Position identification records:

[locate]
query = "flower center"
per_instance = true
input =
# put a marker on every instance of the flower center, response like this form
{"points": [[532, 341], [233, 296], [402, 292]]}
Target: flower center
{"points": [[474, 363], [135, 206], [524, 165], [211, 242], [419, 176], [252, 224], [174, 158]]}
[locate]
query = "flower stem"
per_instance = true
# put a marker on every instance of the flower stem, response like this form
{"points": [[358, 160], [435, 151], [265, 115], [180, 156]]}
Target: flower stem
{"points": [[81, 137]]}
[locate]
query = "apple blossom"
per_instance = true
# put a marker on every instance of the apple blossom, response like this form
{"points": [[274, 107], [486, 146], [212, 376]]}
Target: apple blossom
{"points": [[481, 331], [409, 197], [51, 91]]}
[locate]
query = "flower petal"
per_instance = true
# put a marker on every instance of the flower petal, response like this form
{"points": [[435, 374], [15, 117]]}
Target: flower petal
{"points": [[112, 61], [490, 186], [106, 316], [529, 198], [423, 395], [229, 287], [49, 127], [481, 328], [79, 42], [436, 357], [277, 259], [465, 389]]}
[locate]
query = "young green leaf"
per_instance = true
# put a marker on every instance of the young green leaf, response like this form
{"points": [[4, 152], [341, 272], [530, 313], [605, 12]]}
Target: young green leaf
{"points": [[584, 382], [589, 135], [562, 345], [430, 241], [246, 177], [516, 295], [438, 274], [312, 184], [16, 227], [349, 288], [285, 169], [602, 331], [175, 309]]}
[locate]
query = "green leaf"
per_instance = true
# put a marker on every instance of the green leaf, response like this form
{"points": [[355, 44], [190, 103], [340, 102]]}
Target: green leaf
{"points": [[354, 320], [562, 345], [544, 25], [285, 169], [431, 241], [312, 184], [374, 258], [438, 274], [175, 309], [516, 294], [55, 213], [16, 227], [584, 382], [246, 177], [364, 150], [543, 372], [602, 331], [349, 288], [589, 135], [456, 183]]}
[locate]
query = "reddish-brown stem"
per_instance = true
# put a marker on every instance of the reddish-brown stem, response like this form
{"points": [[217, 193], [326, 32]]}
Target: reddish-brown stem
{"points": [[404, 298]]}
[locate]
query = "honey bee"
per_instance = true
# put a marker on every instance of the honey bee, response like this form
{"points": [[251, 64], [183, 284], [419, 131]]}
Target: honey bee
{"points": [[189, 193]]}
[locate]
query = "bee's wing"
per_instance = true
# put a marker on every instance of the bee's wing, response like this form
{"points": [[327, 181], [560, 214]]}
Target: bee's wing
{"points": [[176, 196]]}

* **Written request**
Reproduce all of the records exactly.

* **The result**
[locate]
query = "flower center"
per_instance = true
input =
# put a marker on every instance of the flower center, response like this form
{"points": [[532, 341], [233, 296], [402, 292]]}
Target: flower center
{"points": [[474, 363], [135, 206], [524, 165], [211, 242], [419, 176], [252, 224], [174, 158]]}
[locate]
query = "flower stem"
per_instance = true
# put a marker on every instance of the flower stem, response like this form
{"points": [[358, 160], [435, 151], [265, 115], [180, 156]]}
Target: flower stem
{"points": [[81, 137]]}
[locate]
query = "apple blossom"
per_instance = true
# put a marker on every instance of the apple blossom, response like this form
{"points": [[274, 107], [486, 146], [212, 376]]}
Target: apple blossom
{"points": [[481, 331], [409, 197], [51, 91]]}
[locate]
query = "flower petal"
per_instance = true
# put a marker on every instance of the flower petal, response like this form
{"points": [[435, 374], [15, 117]]}
Target: flower petal
{"points": [[112, 61], [490, 186], [106, 316], [529, 198], [423, 395], [229, 287], [49, 127], [481, 328], [79, 42], [436, 357], [277, 259], [465, 389]]}
[locate]
query = "young green leaf"
per_instance = true
# put a marker on every instance of the young green leaf, response like this form
{"points": [[4, 152], [341, 272], [530, 313], [605, 12]]}
Target: young green leaf
{"points": [[584, 382], [589, 135], [562, 345], [430, 241], [246, 177], [516, 295], [438, 274], [312, 184], [16, 227], [349, 288], [285, 169], [602, 331], [175, 309]]}
[locate]
query = "green leaf"
per_instance = true
# put a marker on every instance of the green leaf, response like this form
{"points": [[355, 44], [190, 103], [340, 102]]}
Target: green leaf
{"points": [[354, 320], [562, 345], [544, 25], [285, 169], [431, 241], [312, 184], [374, 258], [438, 274], [175, 309], [516, 294], [55, 213], [16, 227], [584, 382], [246, 177], [364, 150], [543, 372], [602, 331], [349, 288], [589, 135], [456, 183]]}
[locate]
query = "reddish-brown stem"
per_instance = true
# put a marker on every instance of the reddish-brown stem, response like this form
{"points": [[217, 193], [326, 32]]}
Target: reddish-brown stem
{"points": [[404, 298]]}
[locate]
query = "honey bee"
per_instance = true
# put a marker on every instance of the honey bee, response like this form
{"points": [[251, 64], [183, 284], [419, 131]]}
Target: honey bee
{"points": [[189, 193]]}
[locate]
query = "bee's wing"
per_instance = true
# put a marker on every instance of the bee's wing, response like this form
{"points": [[327, 181], [560, 214]]}
Target: bee's wing
{"points": [[176, 196]]}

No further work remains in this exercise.